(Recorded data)
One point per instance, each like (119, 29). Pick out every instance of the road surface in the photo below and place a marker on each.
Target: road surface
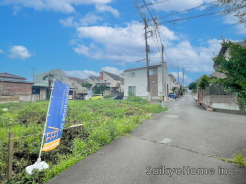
(186, 139)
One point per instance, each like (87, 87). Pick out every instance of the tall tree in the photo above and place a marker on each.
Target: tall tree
(234, 68)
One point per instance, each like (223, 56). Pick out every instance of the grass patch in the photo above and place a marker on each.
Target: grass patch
(104, 121)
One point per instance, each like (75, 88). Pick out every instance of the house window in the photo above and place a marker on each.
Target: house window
(131, 90)
(131, 74)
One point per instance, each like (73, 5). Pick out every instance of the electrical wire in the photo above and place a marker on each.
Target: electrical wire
(186, 10)
(192, 17)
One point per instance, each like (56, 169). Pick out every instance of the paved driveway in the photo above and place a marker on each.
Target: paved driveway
(187, 139)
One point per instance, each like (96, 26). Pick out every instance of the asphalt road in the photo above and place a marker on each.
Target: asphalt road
(186, 139)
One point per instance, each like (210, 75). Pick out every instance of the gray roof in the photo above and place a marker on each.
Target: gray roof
(77, 79)
(113, 76)
(151, 66)
(11, 76)
(14, 80)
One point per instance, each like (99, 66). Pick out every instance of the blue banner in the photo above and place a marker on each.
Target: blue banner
(56, 116)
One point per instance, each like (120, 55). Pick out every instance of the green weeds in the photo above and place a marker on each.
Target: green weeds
(103, 120)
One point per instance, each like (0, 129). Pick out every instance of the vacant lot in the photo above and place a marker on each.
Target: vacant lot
(103, 121)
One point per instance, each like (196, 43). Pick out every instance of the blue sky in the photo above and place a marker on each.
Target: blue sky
(83, 37)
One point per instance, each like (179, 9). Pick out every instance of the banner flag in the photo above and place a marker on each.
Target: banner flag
(56, 116)
(89, 94)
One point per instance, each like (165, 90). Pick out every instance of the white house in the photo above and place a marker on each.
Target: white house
(113, 81)
(171, 82)
(135, 81)
(92, 80)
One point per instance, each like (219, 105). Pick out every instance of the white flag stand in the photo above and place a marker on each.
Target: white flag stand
(41, 165)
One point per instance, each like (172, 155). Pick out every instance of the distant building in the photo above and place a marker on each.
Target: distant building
(92, 80)
(41, 84)
(135, 81)
(112, 81)
(171, 83)
(14, 88)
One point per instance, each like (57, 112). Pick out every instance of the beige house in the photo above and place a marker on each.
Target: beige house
(41, 84)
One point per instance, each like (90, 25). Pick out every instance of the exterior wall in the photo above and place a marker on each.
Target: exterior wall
(16, 89)
(91, 81)
(113, 83)
(76, 85)
(41, 96)
(140, 81)
(226, 102)
(21, 90)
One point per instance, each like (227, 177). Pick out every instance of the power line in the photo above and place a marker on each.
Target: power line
(186, 10)
(153, 3)
(192, 17)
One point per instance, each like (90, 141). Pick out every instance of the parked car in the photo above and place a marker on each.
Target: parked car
(96, 97)
(172, 96)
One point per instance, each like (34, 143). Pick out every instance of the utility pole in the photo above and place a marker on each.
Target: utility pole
(178, 71)
(163, 78)
(33, 73)
(147, 57)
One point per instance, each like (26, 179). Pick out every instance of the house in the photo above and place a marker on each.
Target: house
(215, 96)
(14, 88)
(42, 82)
(92, 80)
(112, 81)
(171, 83)
(135, 81)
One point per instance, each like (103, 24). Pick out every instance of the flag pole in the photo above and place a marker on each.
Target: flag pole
(41, 165)
(45, 125)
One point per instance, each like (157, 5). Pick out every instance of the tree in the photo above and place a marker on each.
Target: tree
(237, 7)
(87, 85)
(192, 86)
(234, 68)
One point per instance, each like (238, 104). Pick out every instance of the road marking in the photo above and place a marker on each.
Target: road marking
(165, 141)
(172, 116)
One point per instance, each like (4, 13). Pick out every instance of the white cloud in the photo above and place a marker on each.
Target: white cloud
(193, 59)
(64, 6)
(81, 73)
(121, 44)
(126, 44)
(19, 52)
(106, 8)
(89, 18)
(239, 28)
(178, 5)
(112, 70)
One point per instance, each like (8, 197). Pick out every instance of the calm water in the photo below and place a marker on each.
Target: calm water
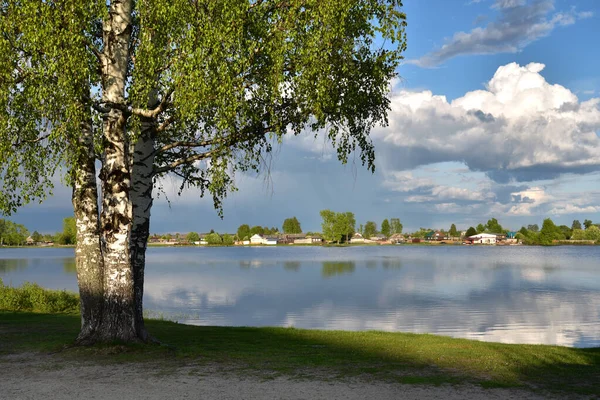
(503, 294)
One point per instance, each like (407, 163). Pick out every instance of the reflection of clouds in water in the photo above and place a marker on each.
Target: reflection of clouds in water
(470, 303)
(333, 268)
(194, 291)
(555, 323)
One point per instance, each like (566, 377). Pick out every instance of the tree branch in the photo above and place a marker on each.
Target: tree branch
(182, 161)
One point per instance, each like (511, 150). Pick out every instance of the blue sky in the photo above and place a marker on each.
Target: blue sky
(496, 113)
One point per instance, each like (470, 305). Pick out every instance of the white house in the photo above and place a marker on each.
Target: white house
(257, 239)
(270, 240)
(484, 238)
(357, 238)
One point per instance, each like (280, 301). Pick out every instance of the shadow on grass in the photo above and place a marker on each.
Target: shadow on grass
(399, 357)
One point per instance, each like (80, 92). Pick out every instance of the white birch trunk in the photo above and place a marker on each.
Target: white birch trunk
(118, 316)
(141, 196)
(88, 253)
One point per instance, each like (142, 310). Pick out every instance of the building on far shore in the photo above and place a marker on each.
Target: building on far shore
(482, 238)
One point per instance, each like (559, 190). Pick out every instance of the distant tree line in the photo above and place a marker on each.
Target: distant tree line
(12, 234)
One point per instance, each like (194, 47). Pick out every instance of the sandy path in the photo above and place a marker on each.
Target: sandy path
(29, 377)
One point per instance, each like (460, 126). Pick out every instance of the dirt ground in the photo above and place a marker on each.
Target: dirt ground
(31, 376)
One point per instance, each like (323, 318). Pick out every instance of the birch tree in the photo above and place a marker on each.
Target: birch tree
(200, 89)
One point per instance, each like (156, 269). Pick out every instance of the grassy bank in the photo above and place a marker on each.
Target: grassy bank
(269, 352)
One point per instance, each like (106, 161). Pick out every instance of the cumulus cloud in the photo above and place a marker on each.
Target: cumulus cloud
(519, 24)
(520, 128)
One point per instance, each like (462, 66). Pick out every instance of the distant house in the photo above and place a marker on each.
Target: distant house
(435, 235)
(270, 240)
(357, 238)
(378, 238)
(397, 238)
(309, 240)
(483, 238)
(256, 239)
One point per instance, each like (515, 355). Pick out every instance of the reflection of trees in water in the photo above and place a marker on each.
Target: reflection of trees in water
(291, 265)
(8, 265)
(69, 266)
(332, 268)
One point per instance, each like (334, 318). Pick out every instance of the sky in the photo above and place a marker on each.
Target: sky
(495, 114)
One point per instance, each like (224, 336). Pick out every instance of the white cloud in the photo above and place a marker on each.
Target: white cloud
(519, 24)
(520, 127)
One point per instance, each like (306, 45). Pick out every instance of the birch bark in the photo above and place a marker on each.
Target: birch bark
(88, 252)
(118, 315)
(141, 196)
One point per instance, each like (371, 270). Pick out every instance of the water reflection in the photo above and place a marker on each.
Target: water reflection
(13, 265)
(518, 295)
(291, 265)
(333, 268)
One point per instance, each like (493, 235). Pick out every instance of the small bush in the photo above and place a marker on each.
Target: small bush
(33, 298)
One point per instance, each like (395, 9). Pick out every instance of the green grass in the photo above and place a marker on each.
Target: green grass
(45, 321)
(268, 352)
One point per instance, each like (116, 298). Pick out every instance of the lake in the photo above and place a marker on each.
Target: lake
(511, 294)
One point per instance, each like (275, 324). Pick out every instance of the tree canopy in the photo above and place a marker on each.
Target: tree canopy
(453, 232)
(395, 226)
(385, 227)
(12, 234)
(370, 229)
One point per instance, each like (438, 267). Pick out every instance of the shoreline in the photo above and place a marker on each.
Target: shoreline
(41, 342)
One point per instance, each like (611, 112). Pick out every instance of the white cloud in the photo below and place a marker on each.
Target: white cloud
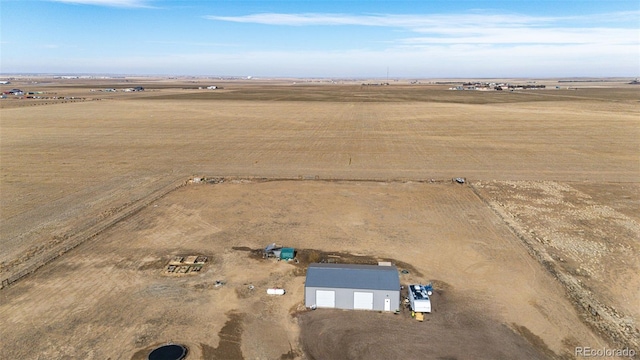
(111, 3)
(416, 22)
(474, 28)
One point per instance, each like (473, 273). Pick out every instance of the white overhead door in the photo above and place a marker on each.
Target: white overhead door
(326, 298)
(362, 301)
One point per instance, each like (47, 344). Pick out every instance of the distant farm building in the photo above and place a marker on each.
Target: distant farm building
(353, 287)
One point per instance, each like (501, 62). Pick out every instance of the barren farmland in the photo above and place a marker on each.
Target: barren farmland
(535, 254)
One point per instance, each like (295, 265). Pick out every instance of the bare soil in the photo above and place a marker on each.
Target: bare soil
(536, 254)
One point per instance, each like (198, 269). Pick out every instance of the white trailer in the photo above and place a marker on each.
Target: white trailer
(419, 298)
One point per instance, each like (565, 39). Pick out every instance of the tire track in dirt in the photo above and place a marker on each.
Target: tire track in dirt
(594, 313)
(86, 231)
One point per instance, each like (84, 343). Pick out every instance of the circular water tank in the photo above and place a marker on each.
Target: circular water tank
(168, 352)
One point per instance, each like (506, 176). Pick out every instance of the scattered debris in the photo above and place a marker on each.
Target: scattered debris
(275, 291)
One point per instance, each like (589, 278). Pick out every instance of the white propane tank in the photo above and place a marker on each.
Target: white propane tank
(274, 291)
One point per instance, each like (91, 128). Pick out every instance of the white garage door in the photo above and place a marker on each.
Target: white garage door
(326, 298)
(362, 301)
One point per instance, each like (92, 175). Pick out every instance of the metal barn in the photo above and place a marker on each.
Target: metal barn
(350, 286)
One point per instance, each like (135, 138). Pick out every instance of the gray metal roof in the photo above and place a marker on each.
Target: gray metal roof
(353, 276)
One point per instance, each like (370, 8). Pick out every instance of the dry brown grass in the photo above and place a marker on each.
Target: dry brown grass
(71, 167)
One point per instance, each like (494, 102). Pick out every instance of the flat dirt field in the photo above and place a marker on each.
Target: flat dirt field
(534, 255)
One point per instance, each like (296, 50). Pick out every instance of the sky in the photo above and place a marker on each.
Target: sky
(318, 38)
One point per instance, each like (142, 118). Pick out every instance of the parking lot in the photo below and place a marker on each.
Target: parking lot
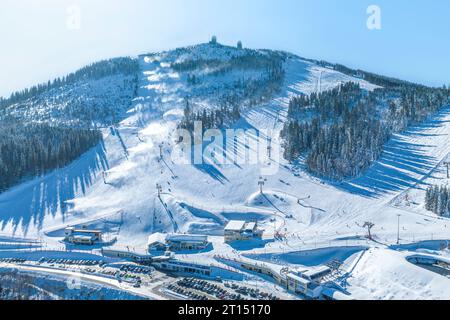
(197, 289)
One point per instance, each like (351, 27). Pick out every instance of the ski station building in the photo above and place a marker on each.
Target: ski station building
(237, 230)
(82, 236)
(176, 242)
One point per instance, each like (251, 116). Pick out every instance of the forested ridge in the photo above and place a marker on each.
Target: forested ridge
(34, 149)
(341, 132)
(48, 126)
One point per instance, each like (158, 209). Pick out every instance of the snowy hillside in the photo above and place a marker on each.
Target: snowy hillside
(114, 186)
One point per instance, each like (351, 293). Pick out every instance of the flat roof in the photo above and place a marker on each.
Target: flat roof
(235, 225)
(250, 226)
(156, 238)
(187, 238)
(86, 231)
(82, 237)
(316, 271)
(298, 278)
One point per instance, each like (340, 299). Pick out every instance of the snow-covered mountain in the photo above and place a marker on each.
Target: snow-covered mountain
(114, 186)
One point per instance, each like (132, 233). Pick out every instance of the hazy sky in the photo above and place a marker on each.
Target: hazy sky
(38, 41)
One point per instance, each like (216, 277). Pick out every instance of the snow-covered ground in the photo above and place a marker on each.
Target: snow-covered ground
(201, 198)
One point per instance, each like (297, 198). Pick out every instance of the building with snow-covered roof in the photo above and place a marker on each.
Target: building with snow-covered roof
(176, 242)
(82, 236)
(317, 273)
(237, 230)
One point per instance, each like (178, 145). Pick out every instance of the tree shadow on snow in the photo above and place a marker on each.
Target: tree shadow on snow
(30, 202)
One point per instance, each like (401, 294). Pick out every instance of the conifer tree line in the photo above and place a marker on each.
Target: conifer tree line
(437, 200)
(43, 132)
(341, 132)
(216, 118)
(32, 150)
(98, 70)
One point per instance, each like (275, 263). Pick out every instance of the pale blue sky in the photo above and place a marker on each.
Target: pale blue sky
(413, 44)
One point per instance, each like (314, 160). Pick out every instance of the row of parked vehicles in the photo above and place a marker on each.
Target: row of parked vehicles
(187, 293)
(209, 288)
(253, 293)
(137, 269)
(71, 262)
(13, 260)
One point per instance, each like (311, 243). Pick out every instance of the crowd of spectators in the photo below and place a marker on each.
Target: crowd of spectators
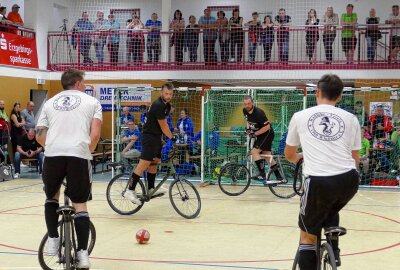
(17, 136)
(230, 36)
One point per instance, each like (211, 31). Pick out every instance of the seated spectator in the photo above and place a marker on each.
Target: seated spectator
(211, 145)
(14, 16)
(83, 26)
(113, 40)
(134, 40)
(27, 115)
(28, 147)
(185, 127)
(380, 124)
(364, 151)
(192, 38)
(125, 117)
(133, 139)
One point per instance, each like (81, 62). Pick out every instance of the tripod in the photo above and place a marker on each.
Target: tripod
(63, 37)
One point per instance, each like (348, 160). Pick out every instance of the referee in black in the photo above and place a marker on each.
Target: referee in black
(259, 126)
(155, 126)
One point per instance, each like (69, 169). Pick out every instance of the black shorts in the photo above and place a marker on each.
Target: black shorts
(77, 171)
(349, 44)
(264, 142)
(151, 147)
(395, 42)
(323, 198)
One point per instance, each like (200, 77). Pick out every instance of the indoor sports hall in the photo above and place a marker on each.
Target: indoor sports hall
(207, 210)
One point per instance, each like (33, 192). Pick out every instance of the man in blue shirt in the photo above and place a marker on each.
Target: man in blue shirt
(113, 39)
(133, 139)
(153, 39)
(207, 23)
(83, 26)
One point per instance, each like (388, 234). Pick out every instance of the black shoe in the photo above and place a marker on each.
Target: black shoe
(337, 257)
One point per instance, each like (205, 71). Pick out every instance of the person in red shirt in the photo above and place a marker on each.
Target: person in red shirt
(14, 16)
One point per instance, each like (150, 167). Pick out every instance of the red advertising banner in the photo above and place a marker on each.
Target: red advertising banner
(18, 51)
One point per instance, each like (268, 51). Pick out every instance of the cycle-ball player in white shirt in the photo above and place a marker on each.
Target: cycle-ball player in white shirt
(330, 140)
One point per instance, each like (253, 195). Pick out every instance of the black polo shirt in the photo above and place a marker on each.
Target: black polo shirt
(158, 110)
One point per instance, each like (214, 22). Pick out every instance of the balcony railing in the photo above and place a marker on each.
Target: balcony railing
(299, 47)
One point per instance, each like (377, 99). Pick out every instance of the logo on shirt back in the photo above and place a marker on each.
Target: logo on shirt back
(326, 126)
(66, 103)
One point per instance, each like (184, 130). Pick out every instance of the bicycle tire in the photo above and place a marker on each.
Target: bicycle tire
(296, 262)
(327, 257)
(283, 190)
(298, 178)
(234, 179)
(181, 188)
(116, 188)
(41, 252)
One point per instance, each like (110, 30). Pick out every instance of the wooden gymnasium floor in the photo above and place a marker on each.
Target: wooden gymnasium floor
(253, 231)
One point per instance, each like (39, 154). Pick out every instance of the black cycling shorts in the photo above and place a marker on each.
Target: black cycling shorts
(323, 198)
(264, 141)
(78, 173)
(151, 147)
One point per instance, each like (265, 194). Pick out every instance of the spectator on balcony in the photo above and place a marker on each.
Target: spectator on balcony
(349, 41)
(372, 34)
(14, 16)
(283, 21)
(83, 26)
(192, 32)
(101, 36)
(254, 33)
(330, 21)
(237, 36)
(177, 25)
(223, 36)
(380, 124)
(113, 39)
(394, 20)
(208, 23)
(153, 39)
(135, 40)
(312, 34)
(267, 37)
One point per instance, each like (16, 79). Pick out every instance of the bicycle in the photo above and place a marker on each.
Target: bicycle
(182, 193)
(234, 178)
(66, 258)
(325, 255)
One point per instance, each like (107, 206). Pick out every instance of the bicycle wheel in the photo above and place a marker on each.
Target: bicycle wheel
(115, 195)
(234, 179)
(185, 198)
(48, 262)
(327, 257)
(283, 189)
(296, 262)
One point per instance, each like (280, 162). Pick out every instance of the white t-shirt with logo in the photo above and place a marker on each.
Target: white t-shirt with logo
(68, 117)
(327, 135)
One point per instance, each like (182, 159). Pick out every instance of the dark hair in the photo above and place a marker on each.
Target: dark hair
(168, 86)
(70, 77)
(331, 86)
(177, 11)
(247, 97)
(13, 111)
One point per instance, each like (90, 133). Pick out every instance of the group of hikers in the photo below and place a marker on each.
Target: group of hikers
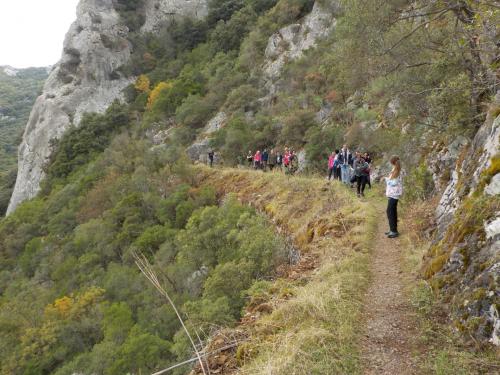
(350, 168)
(343, 165)
(265, 160)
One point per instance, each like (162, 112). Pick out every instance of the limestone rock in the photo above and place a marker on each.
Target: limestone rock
(216, 123)
(290, 42)
(492, 228)
(494, 187)
(86, 79)
(470, 278)
(198, 151)
(159, 11)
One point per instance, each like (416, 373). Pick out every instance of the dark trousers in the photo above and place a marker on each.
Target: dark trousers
(361, 180)
(392, 214)
(331, 172)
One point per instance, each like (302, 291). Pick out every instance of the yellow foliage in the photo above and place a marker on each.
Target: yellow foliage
(142, 83)
(63, 305)
(155, 93)
(70, 307)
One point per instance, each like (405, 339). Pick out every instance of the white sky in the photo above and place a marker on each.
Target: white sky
(32, 31)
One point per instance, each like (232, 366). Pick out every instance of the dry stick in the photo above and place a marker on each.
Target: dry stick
(195, 358)
(142, 262)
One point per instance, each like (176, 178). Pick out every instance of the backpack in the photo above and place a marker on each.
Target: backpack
(394, 188)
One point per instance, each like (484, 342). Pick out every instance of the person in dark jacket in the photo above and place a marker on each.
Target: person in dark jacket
(336, 165)
(368, 159)
(346, 162)
(361, 170)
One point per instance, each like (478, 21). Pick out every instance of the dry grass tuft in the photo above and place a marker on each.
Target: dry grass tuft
(315, 330)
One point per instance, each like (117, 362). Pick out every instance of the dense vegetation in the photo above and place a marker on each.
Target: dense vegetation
(17, 95)
(67, 263)
(71, 297)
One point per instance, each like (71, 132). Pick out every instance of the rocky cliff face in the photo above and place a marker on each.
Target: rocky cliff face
(286, 45)
(290, 43)
(87, 79)
(465, 260)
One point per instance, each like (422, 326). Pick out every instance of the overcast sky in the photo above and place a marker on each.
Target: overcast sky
(32, 31)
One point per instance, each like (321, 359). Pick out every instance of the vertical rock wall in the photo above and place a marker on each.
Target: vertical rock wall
(87, 79)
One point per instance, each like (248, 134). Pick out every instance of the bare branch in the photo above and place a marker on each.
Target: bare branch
(143, 263)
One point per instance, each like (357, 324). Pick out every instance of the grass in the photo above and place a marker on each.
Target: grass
(316, 328)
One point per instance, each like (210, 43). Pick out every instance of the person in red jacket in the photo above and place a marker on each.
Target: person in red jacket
(286, 158)
(257, 158)
(331, 165)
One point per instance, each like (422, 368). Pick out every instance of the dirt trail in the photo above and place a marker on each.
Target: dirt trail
(389, 322)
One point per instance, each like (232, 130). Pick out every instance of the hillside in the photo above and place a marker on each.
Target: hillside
(18, 90)
(286, 271)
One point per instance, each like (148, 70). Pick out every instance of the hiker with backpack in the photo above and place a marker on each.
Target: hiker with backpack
(394, 190)
(331, 165)
(345, 159)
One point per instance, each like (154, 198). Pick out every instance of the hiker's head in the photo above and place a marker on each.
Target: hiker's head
(396, 163)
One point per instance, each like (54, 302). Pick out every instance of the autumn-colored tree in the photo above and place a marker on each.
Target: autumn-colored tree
(142, 83)
(155, 93)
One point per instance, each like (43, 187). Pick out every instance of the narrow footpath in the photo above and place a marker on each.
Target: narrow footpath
(389, 322)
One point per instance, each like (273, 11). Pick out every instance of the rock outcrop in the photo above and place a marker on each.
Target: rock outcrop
(290, 43)
(464, 262)
(87, 79)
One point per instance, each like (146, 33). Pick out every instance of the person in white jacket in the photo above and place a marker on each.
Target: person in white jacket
(394, 190)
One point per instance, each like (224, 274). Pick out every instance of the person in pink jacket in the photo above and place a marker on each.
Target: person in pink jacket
(257, 158)
(331, 165)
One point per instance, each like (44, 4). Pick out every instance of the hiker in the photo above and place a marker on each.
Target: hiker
(257, 159)
(368, 159)
(331, 165)
(264, 160)
(345, 160)
(293, 164)
(361, 169)
(273, 159)
(250, 159)
(336, 166)
(286, 158)
(393, 191)
(211, 158)
(279, 161)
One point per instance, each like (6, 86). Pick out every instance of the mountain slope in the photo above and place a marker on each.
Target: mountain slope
(393, 77)
(18, 91)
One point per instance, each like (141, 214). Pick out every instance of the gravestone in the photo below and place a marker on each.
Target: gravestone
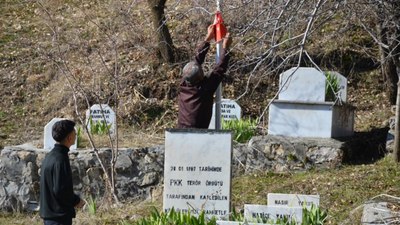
(268, 212)
(230, 110)
(301, 110)
(302, 84)
(100, 113)
(292, 200)
(197, 171)
(48, 141)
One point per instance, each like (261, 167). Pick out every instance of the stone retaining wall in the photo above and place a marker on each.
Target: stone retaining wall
(140, 171)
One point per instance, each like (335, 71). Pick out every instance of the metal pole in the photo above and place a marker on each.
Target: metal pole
(218, 93)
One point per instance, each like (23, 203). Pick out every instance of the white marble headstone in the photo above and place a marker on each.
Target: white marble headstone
(197, 171)
(48, 141)
(302, 84)
(101, 112)
(293, 200)
(273, 213)
(230, 110)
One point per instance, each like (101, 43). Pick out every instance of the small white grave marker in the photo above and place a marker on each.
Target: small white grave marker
(230, 110)
(48, 141)
(100, 113)
(197, 171)
(267, 212)
(293, 200)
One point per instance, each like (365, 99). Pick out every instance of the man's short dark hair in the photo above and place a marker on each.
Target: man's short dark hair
(193, 73)
(61, 129)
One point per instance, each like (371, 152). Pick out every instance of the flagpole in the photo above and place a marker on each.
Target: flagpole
(218, 93)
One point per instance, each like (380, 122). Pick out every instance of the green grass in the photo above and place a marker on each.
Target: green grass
(341, 190)
(243, 129)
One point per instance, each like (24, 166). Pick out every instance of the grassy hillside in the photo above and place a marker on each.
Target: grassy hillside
(48, 50)
(46, 45)
(343, 191)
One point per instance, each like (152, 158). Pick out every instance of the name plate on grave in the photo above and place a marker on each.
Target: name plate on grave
(292, 200)
(272, 213)
(101, 113)
(48, 141)
(197, 171)
(230, 110)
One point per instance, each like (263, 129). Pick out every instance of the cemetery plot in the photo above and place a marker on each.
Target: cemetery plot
(293, 200)
(272, 213)
(197, 171)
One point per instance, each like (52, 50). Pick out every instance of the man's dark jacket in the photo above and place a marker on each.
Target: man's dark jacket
(195, 102)
(57, 198)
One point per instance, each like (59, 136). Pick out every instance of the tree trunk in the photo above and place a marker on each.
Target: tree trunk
(396, 150)
(165, 45)
(388, 66)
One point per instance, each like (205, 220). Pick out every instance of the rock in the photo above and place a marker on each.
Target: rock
(377, 213)
(140, 171)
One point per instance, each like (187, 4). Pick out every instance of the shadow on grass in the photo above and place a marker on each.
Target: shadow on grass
(365, 147)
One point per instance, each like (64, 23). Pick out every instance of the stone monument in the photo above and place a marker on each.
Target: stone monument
(197, 171)
(301, 109)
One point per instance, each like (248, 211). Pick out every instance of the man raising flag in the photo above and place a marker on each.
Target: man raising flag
(196, 93)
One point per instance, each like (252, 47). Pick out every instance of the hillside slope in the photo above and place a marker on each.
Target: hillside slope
(48, 48)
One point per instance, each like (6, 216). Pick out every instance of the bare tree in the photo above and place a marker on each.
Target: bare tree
(165, 45)
(66, 43)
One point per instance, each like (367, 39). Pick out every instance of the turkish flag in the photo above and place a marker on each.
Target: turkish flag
(220, 29)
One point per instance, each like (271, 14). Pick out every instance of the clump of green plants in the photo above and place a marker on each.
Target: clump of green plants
(91, 205)
(244, 129)
(175, 218)
(314, 216)
(100, 127)
(332, 86)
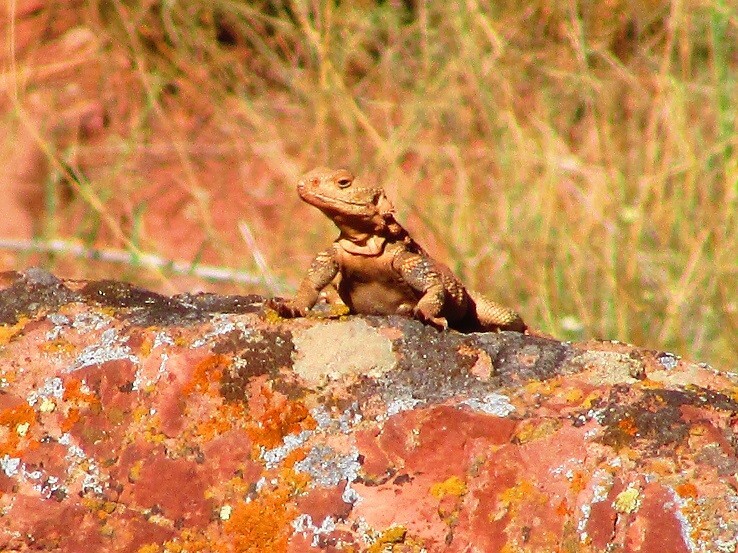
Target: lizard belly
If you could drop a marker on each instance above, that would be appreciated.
(376, 298)
(369, 285)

▸ HOW TO COMPLETE THIS TASK: Beginning at the line with "One point per instance, each like (135, 138)." and stopping after the line with "One point per instance, each like (142, 118).", please write out every line of the data above exactly and nothing else.

▸ SOLUTION TO THIS TASK:
One point per instance, each like (135, 138). Pick out every instance of the gray metal roof in the photo above and place a marker on each.
Target: gray metal roof
(353, 276)
One point per instance, each like (370, 8). Pick out every instance of the dry brown grass in the photo above and place a marker on each.
Target: dry brown grass
(71, 167)
One point per instance, each like (494, 102). Pick out every instance of the flat dirt field in the photo above and place a marker on each.
Target: flat dirt field
(534, 255)
One point per instance, each like (296, 50). Pick out every instance of the sky in the photo above and place a marker on each.
Target: sky
(318, 38)
One point per instance, each like (142, 118). Pick out every instance of the parking lot in the photo below and place a marker on each.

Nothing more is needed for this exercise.